▶ **HOW TO COMPLETE THIS TASK**
The response must contain every line of the records that follow, duplicated exactly.

▶ **SUPPLIED DATA**

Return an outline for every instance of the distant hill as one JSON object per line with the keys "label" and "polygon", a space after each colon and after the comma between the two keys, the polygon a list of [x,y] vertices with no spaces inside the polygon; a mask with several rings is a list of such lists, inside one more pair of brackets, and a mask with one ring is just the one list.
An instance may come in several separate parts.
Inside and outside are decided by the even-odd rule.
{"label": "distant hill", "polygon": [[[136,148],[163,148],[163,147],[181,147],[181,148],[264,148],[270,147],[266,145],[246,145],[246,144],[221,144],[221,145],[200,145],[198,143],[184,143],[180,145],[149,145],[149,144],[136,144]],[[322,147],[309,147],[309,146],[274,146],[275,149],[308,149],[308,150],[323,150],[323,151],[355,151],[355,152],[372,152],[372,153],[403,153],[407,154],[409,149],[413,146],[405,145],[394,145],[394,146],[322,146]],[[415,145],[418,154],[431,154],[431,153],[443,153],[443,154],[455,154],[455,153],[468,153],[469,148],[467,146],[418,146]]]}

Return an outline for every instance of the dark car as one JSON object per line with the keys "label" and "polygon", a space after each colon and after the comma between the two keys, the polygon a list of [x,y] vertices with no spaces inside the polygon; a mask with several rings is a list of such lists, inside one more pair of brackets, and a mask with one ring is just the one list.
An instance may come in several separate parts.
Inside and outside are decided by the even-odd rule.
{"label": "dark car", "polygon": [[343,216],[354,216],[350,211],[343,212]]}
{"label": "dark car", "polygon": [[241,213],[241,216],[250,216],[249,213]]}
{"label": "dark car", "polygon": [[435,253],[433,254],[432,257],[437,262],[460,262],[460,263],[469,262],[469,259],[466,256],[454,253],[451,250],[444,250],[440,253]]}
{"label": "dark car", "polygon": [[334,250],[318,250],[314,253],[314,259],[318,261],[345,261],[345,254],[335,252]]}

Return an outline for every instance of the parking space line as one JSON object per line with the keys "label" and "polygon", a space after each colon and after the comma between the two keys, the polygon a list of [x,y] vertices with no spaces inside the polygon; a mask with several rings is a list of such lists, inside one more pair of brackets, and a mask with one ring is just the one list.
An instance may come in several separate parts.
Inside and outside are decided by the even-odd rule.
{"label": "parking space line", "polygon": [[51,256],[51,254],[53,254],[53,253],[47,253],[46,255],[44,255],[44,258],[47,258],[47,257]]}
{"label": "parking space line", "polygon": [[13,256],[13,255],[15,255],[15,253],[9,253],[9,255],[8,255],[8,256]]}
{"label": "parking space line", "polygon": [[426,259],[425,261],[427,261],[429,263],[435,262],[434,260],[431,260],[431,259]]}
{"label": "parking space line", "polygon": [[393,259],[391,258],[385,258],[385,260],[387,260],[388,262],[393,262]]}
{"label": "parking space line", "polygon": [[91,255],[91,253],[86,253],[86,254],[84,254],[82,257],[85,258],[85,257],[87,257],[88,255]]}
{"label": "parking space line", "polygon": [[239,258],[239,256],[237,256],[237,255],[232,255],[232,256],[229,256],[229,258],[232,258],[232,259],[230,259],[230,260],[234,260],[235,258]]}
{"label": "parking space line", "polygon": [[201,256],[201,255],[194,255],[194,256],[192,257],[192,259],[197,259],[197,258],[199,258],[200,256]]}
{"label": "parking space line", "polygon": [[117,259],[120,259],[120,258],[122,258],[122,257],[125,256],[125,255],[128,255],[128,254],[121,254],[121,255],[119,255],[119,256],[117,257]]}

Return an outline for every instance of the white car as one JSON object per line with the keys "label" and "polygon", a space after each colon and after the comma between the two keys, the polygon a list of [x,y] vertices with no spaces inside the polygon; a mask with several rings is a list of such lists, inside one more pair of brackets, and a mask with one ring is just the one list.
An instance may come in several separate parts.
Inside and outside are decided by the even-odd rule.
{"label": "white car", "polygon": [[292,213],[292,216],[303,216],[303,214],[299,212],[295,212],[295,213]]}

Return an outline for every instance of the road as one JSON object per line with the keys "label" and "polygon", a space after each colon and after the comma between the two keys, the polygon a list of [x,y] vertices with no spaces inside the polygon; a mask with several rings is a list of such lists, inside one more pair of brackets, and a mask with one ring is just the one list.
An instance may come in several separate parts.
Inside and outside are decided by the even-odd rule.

▶ **FINISHED EXERCISE**
Return an outline for every instance of the distant hill as one JSON object per line with the keys "label" and "polygon", a space after each colon and after the comma between the two keys, the polygon a list of [x,y] vertices with no spaces inside the polygon; a mask with several rings is a list of such lists, inside one more pair of brackets, and a mask with one ring is just the one list.
An instance may come in several separate parts.
Inside and outside are decided by the even-odd rule.
{"label": "distant hill", "polygon": [[[136,148],[163,148],[163,147],[181,147],[181,148],[264,148],[270,147],[266,145],[246,145],[246,144],[221,144],[221,145],[200,145],[198,143],[184,143],[180,145],[149,145],[149,144],[136,144]],[[322,147],[309,147],[309,146],[274,146],[275,149],[308,149],[308,150],[323,150],[323,151],[355,151],[355,152],[372,152],[372,153],[403,153],[407,154],[409,149],[413,146],[405,145],[394,145],[394,146],[322,146]],[[415,145],[418,154],[431,154],[431,153],[443,153],[443,154],[455,154],[455,153],[468,153],[469,148],[467,146],[418,146]]]}

Return an outline for every instance of the dark car as one JSON object per line with the keys "label" and "polygon", a space after each colon and after the comma between the two keys, the polygon a list of [x,y] vertices with no spaces inside the polygon; a mask with several rings is a list of such lists, inside one more pair of brackets, and a mask with one ring is just the one list.
An instance may come in several separate parts.
Inside and outside are decided by the even-odd rule.
{"label": "dark car", "polygon": [[343,216],[354,216],[350,211],[343,212]]}
{"label": "dark car", "polygon": [[241,213],[241,216],[250,216],[249,213]]}
{"label": "dark car", "polygon": [[435,253],[433,254],[432,257],[437,262],[460,262],[460,263],[469,262],[469,259],[466,256],[454,253],[451,250],[444,250],[440,253]]}
{"label": "dark car", "polygon": [[334,250],[318,250],[314,253],[314,259],[318,261],[345,261],[345,254],[335,252]]}

Return an outline for every instance of the parking space line as one JSON object per line with the keys "label" and "polygon", a space after each colon and after the comma between the two keys, the polygon a list of [x,y] vertices with no spaces inside the polygon; a mask with several rings is a list of such lists, inside one more pair of brackets, and a mask with one ring is just the one list.
An instance may come in several separate parts.
Inside and outside are decided by the even-odd rule.
{"label": "parking space line", "polygon": [[51,256],[51,254],[53,254],[53,253],[47,253],[46,255],[44,255],[44,258],[47,258],[47,257]]}
{"label": "parking space line", "polygon": [[13,256],[13,255],[15,255],[15,253],[9,253],[9,255],[8,255],[8,256]]}
{"label": "parking space line", "polygon": [[426,259],[425,261],[427,261],[429,263],[435,262],[434,260],[431,260],[431,259]]}
{"label": "parking space line", "polygon": [[393,259],[391,258],[385,258],[385,260],[387,260],[388,262],[393,262]]}
{"label": "parking space line", "polygon": [[91,255],[91,253],[86,253],[86,254],[84,254],[82,257],[85,258],[85,257],[87,257],[88,255]]}
{"label": "parking space line", "polygon": [[239,258],[239,256],[237,256],[237,255],[232,255],[232,256],[229,256],[229,258],[232,258],[232,259],[230,259],[230,260],[234,260],[235,258]]}
{"label": "parking space line", "polygon": [[201,256],[201,255],[194,255],[194,256],[192,257],[192,259],[197,259],[197,258],[199,258],[200,256]]}
{"label": "parking space line", "polygon": [[117,259],[120,259],[120,258],[122,258],[122,257],[125,256],[125,255],[128,255],[128,254],[121,254],[121,255],[119,255],[119,256],[117,257]]}

Return an outline for every instance of the white car as one JSON object per line with the keys "label" and "polygon", a space after each colon and after the comma between the two keys, the polygon a list of [x,y] vertices with no spaces inside the polygon; a mask with several rings is a list of such lists, inside one more pair of brackets, and a mask with one ring is just the one list.
An instance may come in several separate parts.
Inside and outside are decided by the even-odd rule.
{"label": "white car", "polygon": [[292,213],[292,216],[303,216],[303,214],[299,212],[295,212],[295,213]]}

Return an outline for every instance of the road as one JSON object per line with the keys "label" and "polygon", a space after each colon and after the comma between the two keys, the polygon a list of [x,y] vertices with no spaces inside the polygon; a mask with several rings is a list of such lists, inside one more pair of brackets, and a mask with one ring is just the one list.
An instance may come in several separate parts.
Inside and outside are decided by the even-odd rule.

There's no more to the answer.